■ EXERCISE INPUT
* begin *

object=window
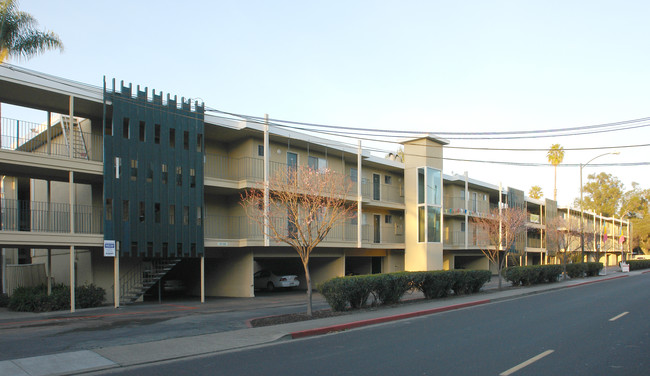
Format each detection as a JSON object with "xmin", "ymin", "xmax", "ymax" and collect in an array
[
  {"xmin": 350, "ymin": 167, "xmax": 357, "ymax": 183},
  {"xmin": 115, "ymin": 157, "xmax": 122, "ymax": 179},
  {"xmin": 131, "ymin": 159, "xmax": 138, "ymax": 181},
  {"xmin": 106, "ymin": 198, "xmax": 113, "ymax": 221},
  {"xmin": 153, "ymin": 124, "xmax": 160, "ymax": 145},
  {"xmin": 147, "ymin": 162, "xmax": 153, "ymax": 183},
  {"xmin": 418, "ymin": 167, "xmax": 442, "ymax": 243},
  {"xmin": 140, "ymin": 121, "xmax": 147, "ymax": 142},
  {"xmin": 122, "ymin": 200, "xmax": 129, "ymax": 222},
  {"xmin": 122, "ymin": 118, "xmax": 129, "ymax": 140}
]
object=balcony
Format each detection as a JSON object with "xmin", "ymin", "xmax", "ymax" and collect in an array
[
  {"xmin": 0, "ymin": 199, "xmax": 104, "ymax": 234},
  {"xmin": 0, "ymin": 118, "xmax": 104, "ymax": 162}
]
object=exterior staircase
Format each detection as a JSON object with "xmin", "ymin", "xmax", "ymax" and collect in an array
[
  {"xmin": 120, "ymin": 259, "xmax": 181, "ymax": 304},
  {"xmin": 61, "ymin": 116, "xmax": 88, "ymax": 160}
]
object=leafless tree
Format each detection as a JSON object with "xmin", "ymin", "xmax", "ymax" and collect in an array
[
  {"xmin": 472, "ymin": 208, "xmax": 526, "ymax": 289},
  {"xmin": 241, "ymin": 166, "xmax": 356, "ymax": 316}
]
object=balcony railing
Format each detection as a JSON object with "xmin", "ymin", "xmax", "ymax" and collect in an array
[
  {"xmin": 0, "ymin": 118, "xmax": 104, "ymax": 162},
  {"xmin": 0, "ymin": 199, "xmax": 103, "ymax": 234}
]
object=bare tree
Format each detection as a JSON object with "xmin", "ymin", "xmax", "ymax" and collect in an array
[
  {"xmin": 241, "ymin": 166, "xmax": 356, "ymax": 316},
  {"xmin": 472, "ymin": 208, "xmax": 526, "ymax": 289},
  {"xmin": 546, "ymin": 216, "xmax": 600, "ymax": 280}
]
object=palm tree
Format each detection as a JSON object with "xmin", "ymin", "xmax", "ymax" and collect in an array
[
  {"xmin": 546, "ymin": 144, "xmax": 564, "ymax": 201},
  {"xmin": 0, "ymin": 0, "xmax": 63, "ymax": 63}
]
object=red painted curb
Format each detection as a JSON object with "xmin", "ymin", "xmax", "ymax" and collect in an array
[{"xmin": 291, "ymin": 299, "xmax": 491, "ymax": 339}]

* end *
* begin *

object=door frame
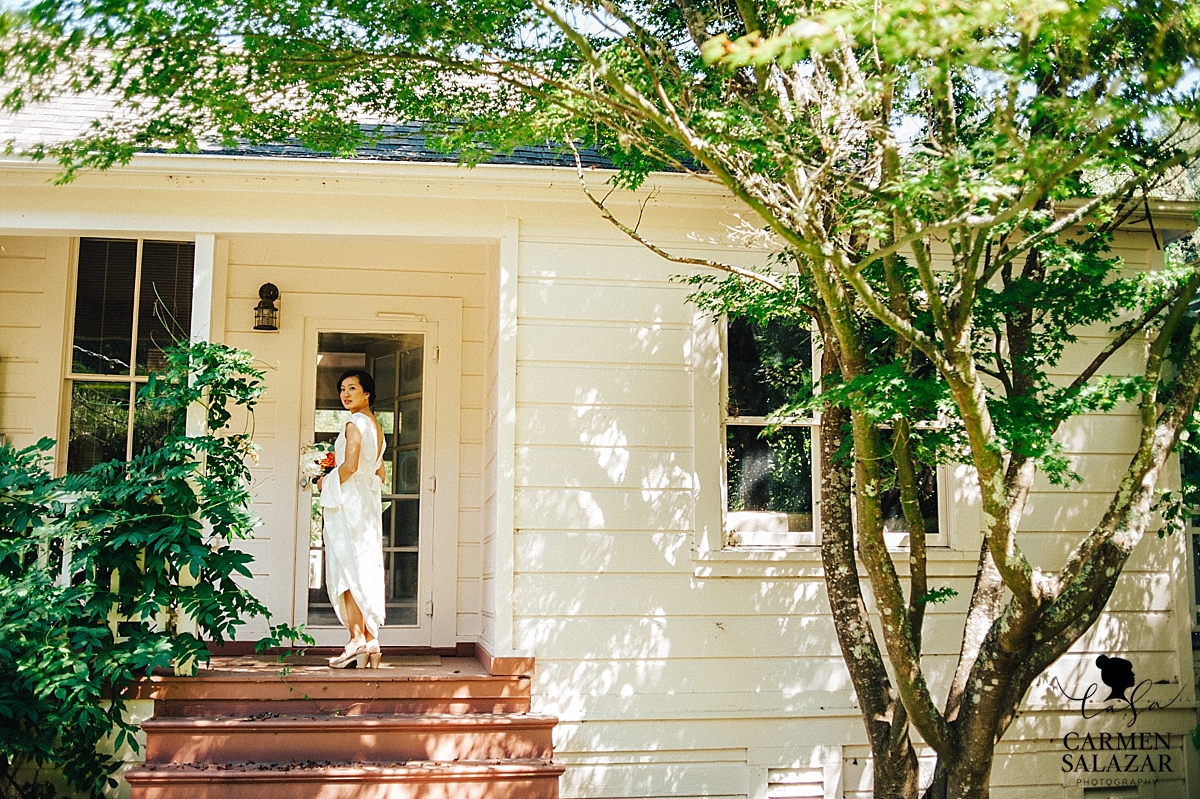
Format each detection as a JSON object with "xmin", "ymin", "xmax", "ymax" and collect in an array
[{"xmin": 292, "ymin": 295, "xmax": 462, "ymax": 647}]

* end *

Select and copy every line above that contains the word "tree", matching case exactly.

■ ANSWER IN FULL
object=leafless tree
object=bare tree
object=palm tree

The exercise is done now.